**What is required:**
Carry on the mailing-list thread below about writing Parquet files to S3 in Flink's Blink batch mode, starting right after its last sentence.

You are viewing a plain text version of this content. The canonical link for it is here.

Posted to user@flink.apache.org by Dmytro Dragan <dd...@softserveinc.com> on 2020/06/16 10:03:17 UTC

Writing to S3 parquet files in Blink batch mode. Flink 1.10

Hi guys,

In our use case we consider to write data to AWS S3 in parquet format using Blink Batch mode.
As far as I see from one side to write parquet file valid approach is to use StreamingFileSink with Parquet bulk-encoded format, but
Based to documentation and tests it works only with OnCheckpointRollingPolicy.

While Blink Batch mode requires disabled checkpoint.

Has anyone faced with similar issue?

Re: Writing to S3 parquet files in Blink batch mode. Flink 1.10

Posted by Dmytro Dragan <dd...@softserveinc.com>.

Hi Jingsong,

Thank you for detailed clarification.

Best regards,
Dmytro Dragan | ddrag@softserveinc.com | Lead Big Data Engineer | Big Data & Analytics | SoftServe

________________________________
From: Jingsong Li <ji...@gmail.com>
Sent: Thursday, June 18, 2020 4:58:22 AM
To: Dmytro Dragan <dd...@softserveinc.com>
Cc: user@flink.apache.org <us...@flink.apache.org>
Subject: Re: Writing to S3 parquet files in Blink batch mode. Flink 1.10

Hi Dmytro,

Yes, Batch mode must disabled checkpoint, So StreamingFileSink can not be used in batch mode (StreamingFileSink requires checkpoint whatever formats), we are refactoring it to more generic, and can be used in batch mode, but this is a future topic.
Currently, in batch mode, for sink, we must use `OutputFormat` with `FinalizeOnMaster` instead of `SinkFunction`.  We should implement the file committing in the method of `FinalizeOnMaster`. If you have enough time, you can implement a custom `OutputFormat`, it is complicated.

Bounding-box records:
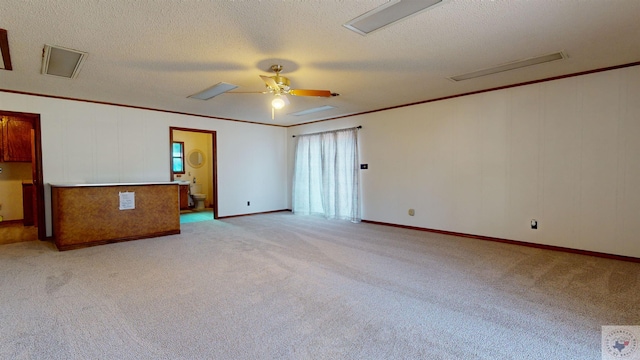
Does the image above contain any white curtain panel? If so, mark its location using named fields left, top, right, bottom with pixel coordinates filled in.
left=292, top=128, right=360, bottom=222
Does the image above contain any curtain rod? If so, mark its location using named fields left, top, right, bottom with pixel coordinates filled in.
left=291, top=125, right=362, bottom=137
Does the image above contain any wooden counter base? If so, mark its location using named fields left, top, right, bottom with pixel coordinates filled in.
left=51, top=183, right=180, bottom=251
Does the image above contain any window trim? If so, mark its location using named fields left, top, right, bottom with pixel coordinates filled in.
left=171, top=141, right=185, bottom=174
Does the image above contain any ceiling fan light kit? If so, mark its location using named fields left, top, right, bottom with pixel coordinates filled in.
left=342, top=0, right=443, bottom=35
left=271, top=95, right=284, bottom=110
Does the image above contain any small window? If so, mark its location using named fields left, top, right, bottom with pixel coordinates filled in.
left=171, top=141, right=184, bottom=174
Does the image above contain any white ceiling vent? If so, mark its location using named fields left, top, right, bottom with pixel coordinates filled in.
left=42, top=45, right=87, bottom=79
left=449, top=51, right=567, bottom=81
left=342, top=0, right=442, bottom=35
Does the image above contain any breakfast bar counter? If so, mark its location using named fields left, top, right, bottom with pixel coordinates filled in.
left=51, top=182, right=180, bottom=251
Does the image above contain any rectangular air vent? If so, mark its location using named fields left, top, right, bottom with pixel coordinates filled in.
left=449, top=51, right=567, bottom=81
left=187, top=82, right=238, bottom=100
left=289, top=105, right=336, bottom=116
left=42, top=45, right=87, bottom=79
left=342, top=0, right=442, bottom=35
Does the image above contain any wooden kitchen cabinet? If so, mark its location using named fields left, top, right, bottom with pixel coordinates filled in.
left=0, top=116, right=33, bottom=162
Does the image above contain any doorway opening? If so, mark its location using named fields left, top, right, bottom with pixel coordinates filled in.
left=0, top=110, right=46, bottom=243
left=169, top=127, right=218, bottom=219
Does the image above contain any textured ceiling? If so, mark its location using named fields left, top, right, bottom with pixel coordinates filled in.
left=0, top=0, right=640, bottom=125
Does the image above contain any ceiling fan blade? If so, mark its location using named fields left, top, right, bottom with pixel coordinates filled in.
left=260, top=75, right=280, bottom=90
left=289, top=89, right=331, bottom=97
left=226, top=91, right=269, bottom=94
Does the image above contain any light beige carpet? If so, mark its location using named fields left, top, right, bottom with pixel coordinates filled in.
left=0, top=213, right=640, bottom=359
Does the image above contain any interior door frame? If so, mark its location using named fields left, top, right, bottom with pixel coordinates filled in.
left=0, top=110, right=47, bottom=240
left=169, top=126, right=218, bottom=219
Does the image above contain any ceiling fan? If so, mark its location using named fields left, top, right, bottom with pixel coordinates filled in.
left=230, top=65, right=340, bottom=118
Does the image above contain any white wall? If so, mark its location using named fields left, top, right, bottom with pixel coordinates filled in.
left=0, top=92, right=286, bottom=235
left=288, top=66, right=640, bottom=257
left=0, top=162, right=32, bottom=221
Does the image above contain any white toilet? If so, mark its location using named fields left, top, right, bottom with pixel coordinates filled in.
left=191, top=184, right=207, bottom=210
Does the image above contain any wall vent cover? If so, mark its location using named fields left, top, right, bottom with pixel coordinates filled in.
left=42, top=45, right=87, bottom=79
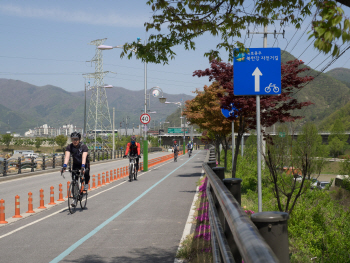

**Reply to the task:**
Now the status quo is:
- For 1.10, blink batch support writing to the hive table, if you can convert your table to a hive table with parquet and S3, it can be. [1]
- For 1.11, there is a new connector named `filesystem connector`, [2], you can define a table with parquet and S3, and writing to the table by SQL.
- For 1.11, moreover, both hive and filesystem connector support streaming writing by built-in reusing StreamingFileSink.

[1]https://ci.apache.org/projects/flink/flink-docs-release-1.10/dev/table/hive/read_write_hive.html#writing-to-hive
[2]https://ci.apache.org/projects/flink/flink-docs-master/dev/table/connectors/filesystem.html

Best,
Jingsong

On Tue, Jun 16, 2020 at 10:50 PM Dmytro Dragan <dd...@softserveinc.com>> wrote:
Hi guys,

In our use case we consider to write data to AWS S3 in parquet format using Blink Batch mode.
As far as I see from one side to write parquet file valid approach is to use StreamingFileSink with Parquet bulk-encoded format, but
Based to documentation and tests it works only with OnCheckpointRollingPolicy.

While Blink Batch mode requires disabled checkpoint.

Has anyone faced with similar issue?



--
Best, Jingsong Lee

Re: Writing to S3 parquet files in Blink batch mode. Flink 1.10

Posted by Jingsong Li <ji...@gmail.com>.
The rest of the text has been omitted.